:: Exercise ::
Would you output the following records verbatim and skip the images in them?

:: Material to process ::
++++++

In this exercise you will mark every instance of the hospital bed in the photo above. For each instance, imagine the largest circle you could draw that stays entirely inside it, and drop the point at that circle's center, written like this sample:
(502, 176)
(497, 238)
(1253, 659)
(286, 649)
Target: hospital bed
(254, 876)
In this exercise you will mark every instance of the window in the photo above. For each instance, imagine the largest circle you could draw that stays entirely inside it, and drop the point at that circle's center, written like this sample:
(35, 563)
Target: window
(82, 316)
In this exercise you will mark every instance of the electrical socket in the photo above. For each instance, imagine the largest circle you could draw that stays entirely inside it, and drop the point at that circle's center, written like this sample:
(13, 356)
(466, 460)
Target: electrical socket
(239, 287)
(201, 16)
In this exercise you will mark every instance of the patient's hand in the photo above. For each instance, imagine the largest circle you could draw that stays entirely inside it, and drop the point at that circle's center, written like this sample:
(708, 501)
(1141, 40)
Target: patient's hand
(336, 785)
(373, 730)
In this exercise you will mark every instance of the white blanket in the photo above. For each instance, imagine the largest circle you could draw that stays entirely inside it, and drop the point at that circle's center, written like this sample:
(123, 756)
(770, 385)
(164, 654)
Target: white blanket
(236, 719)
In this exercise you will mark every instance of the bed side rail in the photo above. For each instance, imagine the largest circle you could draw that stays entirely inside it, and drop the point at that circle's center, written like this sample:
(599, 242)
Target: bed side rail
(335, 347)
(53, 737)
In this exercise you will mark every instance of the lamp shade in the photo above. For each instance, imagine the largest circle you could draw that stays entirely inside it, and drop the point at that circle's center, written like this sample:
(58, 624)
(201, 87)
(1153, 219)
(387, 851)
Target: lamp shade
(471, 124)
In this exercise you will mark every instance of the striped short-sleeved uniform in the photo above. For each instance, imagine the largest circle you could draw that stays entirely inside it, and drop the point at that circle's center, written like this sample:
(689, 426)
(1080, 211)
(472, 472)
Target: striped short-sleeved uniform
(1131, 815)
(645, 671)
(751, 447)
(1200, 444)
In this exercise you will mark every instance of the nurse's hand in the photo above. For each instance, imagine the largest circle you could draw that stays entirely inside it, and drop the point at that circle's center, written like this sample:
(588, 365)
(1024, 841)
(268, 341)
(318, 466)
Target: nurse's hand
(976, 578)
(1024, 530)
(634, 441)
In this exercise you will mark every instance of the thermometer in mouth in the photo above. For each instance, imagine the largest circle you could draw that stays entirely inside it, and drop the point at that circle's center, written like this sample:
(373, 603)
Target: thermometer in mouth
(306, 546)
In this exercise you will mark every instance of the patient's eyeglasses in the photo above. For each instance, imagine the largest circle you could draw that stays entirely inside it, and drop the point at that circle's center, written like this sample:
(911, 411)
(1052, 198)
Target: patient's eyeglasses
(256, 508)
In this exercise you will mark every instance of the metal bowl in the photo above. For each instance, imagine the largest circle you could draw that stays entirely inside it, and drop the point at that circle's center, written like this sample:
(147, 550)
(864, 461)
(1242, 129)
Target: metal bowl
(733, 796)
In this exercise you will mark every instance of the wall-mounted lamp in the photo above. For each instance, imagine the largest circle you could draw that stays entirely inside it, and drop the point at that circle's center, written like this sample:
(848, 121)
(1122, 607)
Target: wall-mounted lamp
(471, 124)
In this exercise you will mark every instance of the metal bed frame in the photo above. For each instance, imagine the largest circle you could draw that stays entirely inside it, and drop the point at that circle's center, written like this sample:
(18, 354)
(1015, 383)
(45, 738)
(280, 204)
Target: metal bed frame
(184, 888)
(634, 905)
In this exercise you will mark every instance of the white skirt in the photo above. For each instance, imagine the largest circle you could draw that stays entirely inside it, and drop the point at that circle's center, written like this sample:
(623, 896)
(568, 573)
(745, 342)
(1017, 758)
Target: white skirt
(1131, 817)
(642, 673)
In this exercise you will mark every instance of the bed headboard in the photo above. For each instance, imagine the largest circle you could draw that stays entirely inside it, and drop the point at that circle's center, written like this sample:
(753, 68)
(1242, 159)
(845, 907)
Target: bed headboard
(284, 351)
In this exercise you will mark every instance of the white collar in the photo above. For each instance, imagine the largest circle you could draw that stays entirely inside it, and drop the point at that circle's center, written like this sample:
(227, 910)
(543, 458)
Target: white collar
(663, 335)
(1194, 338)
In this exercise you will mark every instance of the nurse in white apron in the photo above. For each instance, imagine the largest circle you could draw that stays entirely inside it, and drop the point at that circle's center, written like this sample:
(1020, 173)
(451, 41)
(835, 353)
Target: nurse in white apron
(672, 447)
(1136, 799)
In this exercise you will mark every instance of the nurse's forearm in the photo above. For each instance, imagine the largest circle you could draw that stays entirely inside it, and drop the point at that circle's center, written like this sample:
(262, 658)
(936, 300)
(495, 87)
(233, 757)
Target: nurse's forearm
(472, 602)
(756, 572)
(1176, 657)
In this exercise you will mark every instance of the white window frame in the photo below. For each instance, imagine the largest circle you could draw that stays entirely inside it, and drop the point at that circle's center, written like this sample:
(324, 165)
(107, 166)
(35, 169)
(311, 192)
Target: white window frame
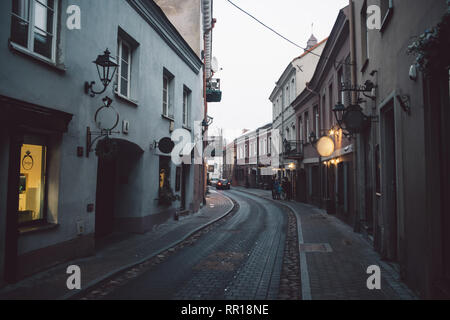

++++++

:: Result for this exercise ::
In this exercise you will mark every instance of the hospital bed in the photo above. For each instance, imagine the largest circle you could draw that stays entirely inside it, and drop the point at that circle's center, written like this sample:
(502, 176)
(497, 238)
(1253, 659)
(286, 649)
Target: hospital bed
(254, 876)
In this exercise you will mark every instance of the window in the photo above. For each instance, imagine the largest circle you could draw that stays entirely inside it, and drop the point at that circle's center, written like this sample:
(35, 563)
Target: window
(82, 316)
In this exercise you will mark every instance of the electrical socket in the photo above. For each instance, imagine the largest circle you could draw that stays entirely inside it, and drop the point at that circle's center, written like this sample:
(13, 356)
(466, 460)
Target: electrical socket
(239, 287)
(201, 16)
In this exercise you will mark every instance of the patient's hand in the photo above. For each instance, imagine the largest circle you could draw that stays entirely inside it, and drop the point at that circle's center, written like this sample:
(708, 501)
(1141, 40)
Target: patient's hand
(336, 785)
(373, 730)
In this exercise you will mark every instance of the white blanket in the photo above. For each instance, imagine the largest circle you could draw that stays entirely inside it, and drop the point at that circle's center, written like this sample:
(123, 756)
(770, 385)
(164, 654)
Target: white blanket
(236, 719)
In this exercise you will mark every instance of the bed side rail in the photo above. For each instance, imagine the largest circle you could draw that stays entirely inside it, and drop the point at that circle's center, written like this sample:
(599, 242)
Target: bed side rail
(335, 347)
(53, 737)
In this exercise you will mark every instance of the lamp shade in the photo above. For each instance, imagine the largest circle you could draw that stays entirely inside it, and drop the point at that circle's center, written like this sample:
(58, 624)
(201, 87)
(1153, 219)
(387, 851)
Target: lamp shade
(471, 124)
In this exercise you will mark every instance of the striped short-sleeved uniform in the photo above. For each instance, imagine the largest circle you could draw that stays entirely inside it, and drop the point at that circle's center, written like this sample:
(689, 426)
(1080, 211)
(472, 472)
Target: striped short-sleeved uniform
(1131, 815)
(645, 671)
(751, 447)
(1200, 444)
In this exercise you will mark every instance of the nurse's hand in the photo above. For each instance, imagine the largest circle you could draw that stays entirely inside it, and drop the point at that circle's center, written like this sample:
(588, 365)
(1024, 841)
(268, 341)
(318, 466)
Target: nurse's hand
(976, 578)
(1024, 530)
(634, 441)
In this exercise you will mark every instance of the thermometer in mouth in the photo above. For each instance, imagine the largest circle you could draw that stays entirely inside it, and drop the point at that circle's center, written like this sample:
(373, 603)
Target: thermometer in mouth
(306, 546)
In this exercise you will mark every instance of the patient's eyeglasses in the photo above. For each instance, imagine the largest circle you could draw that stays entirely inside it, and drop the point at that circle's center, written like this sample:
(911, 411)
(1052, 198)
Target: patient's eyeglasses
(256, 508)
In this exercise you will mark every instance of the metal bowl in the photo above. For each instance, imagine the largest circle you could draw that stays entirely inside it, and drop the point at that circle's center, written like this sample:
(147, 550)
(864, 461)
(1242, 129)
Target: metal bowl
(733, 796)
In this exercise you will mark every instance of the wall-mounted lamp in the photo above. For each instance, imagine the largest circle you could draw that stays entirely inside it, and drop the point at that circle's center, written like this sample:
(848, 121)
(1122, 607)
Target: wall-mounted lamp
(471, 124)
In this exercise you will mark every instance of the metal bed frame in the photo above. For each instance, imagine the largest circle you could draw that stays entirely inside it, and drop the point at that circle's center, written like this sample:
(18, 354)
(1015, 383)
(45, 738)
(280, 204)
Target: metal bed frame
(184, 888)
(634, 905)
In this exercise you will mark every instance of the white skirt in the photo above. For each instance, imagine the largest circle you could draw that stays entirely inside it, and drop the point at that circle's center, written like this sample:
(623, 896)
(568, 573)
(745, 342)
(1017, 758)
Target: white skirt
(1131, 817)
(642, 673)
In this exercise you will mark every instance of the bed headboard in the photo above. For each instance, imagine the largest circle you could draw that stays entirely inside it, and drop the point at that circle's center, written like this sample:
(753, 68)
(1242, 159)
(845, 907)
Target: bed headboard
(284, 351)
In this exercise you will mark every instance of the white collar in the photo above. For each instance, imagine the largest circle you could draw that stays entirely inside it, and drop the point at that circle's center, written like this sample:
(227, 910)
(543, 458)
Target: white collar
(663, 335)
(1194, 338)
In this exercise you will mark every instance of the nurse in white apron in the photo above. For each instance, imagine the largest circle you could draw that stays entirely inside it, and drop the point at that circle's center, written like this sample:
(1020, 173)
(451, 41)
(835, 353)
Target: nurse in white apron
(672, 447)
(1136, 799)
In this exercise you will mark every instance of the nurse's forearm in the photo above. For each instance, imagine the largest circle you could draw that stays entirely inside it, and drop the point at that circle's center, written like this sample:
(262, 658)
(936, 300)
(495, 87)
(233, 757)
Target: nurse's forearm
(472, 602)
(756, 572)
(1176, 657)
In this exercise you will mark every instance of the white window frame in the photo below. For each instance, imagine the largest circle you could draw that stays entirely inside it, and drop the point at that circle's center, written like this sample:
(324, 165)
(107, 166)
(35, 169)
(311, 192)
Target: white window frame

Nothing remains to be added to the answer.